== SOURCE PASSAGE ==

Date: Thu, 31 Jan 2013 23:35:07 -0700
From: Cal Dershowitz <cal@example.invalid>
Subject: Re: capturing, computing the ephemeris and passing it to gfortran
Message-Id: <vq6dnR2Jke2G_5bMnZ2dnUVZ_hSdnZ2d@supernews.com>

On 01/31/2013 07:56 AM, Charlton Wilbur wrote:
>>>>>> "CD" == Cal Dershowitz <cal@example.invalid> writes:
>
>      CD> The documentation
>      CD> there though is pretty thin.
>
> Perhaps you are not looking in the right place:
>
>          perldoc perlref
>          perldoc perlreftut
>
> Charlton
>
>

Thx, Charlton, the perlreftut was just the ointment.  Unfortunately, I'm 
on my 4th errant notion of how I'm gonna dereference these things.  In 
the reading, it mentions the alpaca book, which is one of the few books 
I've ever had that I was really digging, and it disappeared before I was 
finished reading it through once.

I remember it had a great section on this, but without it as a reference 
at hand, I seem to be struggling.

Tried a couple things that looked like good ideas from here:

http://www.perlmeme.org/howtos/using_perl/dereferencing.html

I'll place the order to replace the book tomorrow.  My gf has amazon 
prime; it's awesome.

Anyways, this was my latest idea:

$ ./capture4.pl
Not a SCALAR reference at ./capture4.pl line 12.

===
== RECORDS PROVIDED ==

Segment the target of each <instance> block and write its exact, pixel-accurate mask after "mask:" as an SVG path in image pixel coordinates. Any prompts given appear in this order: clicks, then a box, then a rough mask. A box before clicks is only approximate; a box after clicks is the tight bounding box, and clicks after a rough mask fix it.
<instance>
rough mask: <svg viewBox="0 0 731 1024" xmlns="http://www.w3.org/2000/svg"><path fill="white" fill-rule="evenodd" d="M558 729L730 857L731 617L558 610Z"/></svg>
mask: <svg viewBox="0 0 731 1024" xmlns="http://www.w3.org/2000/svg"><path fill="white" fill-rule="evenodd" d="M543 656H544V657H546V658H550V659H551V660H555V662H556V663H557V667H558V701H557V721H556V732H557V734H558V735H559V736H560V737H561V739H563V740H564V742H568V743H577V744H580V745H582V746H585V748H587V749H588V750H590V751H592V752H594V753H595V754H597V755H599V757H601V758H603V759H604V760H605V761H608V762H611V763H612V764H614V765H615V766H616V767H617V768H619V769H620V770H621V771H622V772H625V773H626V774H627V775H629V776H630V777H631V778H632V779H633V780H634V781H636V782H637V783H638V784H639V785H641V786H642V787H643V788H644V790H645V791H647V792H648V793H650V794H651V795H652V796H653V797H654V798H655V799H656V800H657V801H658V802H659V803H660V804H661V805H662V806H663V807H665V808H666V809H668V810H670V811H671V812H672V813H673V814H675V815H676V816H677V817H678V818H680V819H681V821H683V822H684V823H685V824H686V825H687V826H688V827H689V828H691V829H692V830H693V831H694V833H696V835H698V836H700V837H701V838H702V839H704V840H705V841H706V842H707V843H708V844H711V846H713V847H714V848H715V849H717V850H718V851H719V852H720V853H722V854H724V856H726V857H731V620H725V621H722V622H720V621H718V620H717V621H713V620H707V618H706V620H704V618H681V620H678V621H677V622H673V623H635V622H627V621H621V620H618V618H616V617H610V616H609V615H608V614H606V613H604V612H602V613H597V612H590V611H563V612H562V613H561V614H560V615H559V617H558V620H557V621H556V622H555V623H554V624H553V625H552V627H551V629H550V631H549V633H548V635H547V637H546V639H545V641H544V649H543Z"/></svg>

===
== RECORDS PROVIDED ==

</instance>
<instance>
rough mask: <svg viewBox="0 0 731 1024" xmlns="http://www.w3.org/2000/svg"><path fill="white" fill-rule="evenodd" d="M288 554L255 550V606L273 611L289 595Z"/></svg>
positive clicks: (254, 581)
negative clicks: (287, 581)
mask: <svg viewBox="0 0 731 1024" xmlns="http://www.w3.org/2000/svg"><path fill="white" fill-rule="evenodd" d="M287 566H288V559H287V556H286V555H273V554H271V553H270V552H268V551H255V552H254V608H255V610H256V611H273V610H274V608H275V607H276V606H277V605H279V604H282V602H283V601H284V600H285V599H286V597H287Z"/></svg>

===
== RECORDS PROVIDED ==

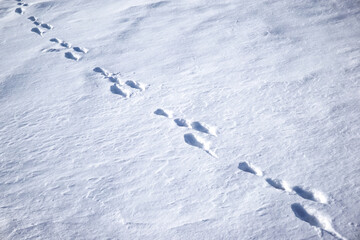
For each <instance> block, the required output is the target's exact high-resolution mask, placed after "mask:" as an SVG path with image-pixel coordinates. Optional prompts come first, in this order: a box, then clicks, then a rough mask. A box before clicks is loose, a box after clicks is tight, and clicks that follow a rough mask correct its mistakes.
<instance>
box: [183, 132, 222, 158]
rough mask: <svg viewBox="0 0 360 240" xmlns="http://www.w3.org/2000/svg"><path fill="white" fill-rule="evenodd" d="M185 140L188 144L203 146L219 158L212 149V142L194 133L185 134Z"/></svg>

===

Reproduce the newsgroup reply about dereferencing in Perl in full, without changing a single character.

Date: Thu, 31 Jan 2013 23:35:07 -0700
From: Cal Dershowitz <cal@example.invalid>
Subject: Re: capturing, computing the ephemeris and passing it to gfortran
Message-Id: <vq6dnR2Jke2G_5bMnZ2dnUVZ_hSdnZ2d@supernews.com>

On 01/31/2013 07:56 AM, Charlton Wilbur wrote:
>>>>>> "CD" == Cal Dershowitz <cal@example.invalid> writes:
>
>      CD> The documentation
>      CD> there though is pretty thin.
>
> Perhaps you are not looking in the right place:
>
>          perldoc perlref
>          perldoc perlreftut
>
> Charlton
>
>

Thx, Charlton, the perlreftut was just the ointment.  Unfortunately, I'm 
on my 4th errant notion of how I'm gonna dereference these things.  In 
the reading, it mentions the alpaca book, which is one of the few books 
I've ever had that I was really digging, and it disappeared before I was 
finished reading it through once.

I remember it had a great section on this, but without it as a reference 
at hand, I seem to be struggling.

Tried a couple things that looked like good ideas from here:

http://www.perlmeme.org/howtos/using_perl/dereferencing.html

I'll place the order to replace the book tomorrow.  My gf has amazon 
prime; it's awesome.

Anyways, this was my latest idea:

$ ./capture4.pl
Not a SCALAR reference at ./capture4.pl line 12.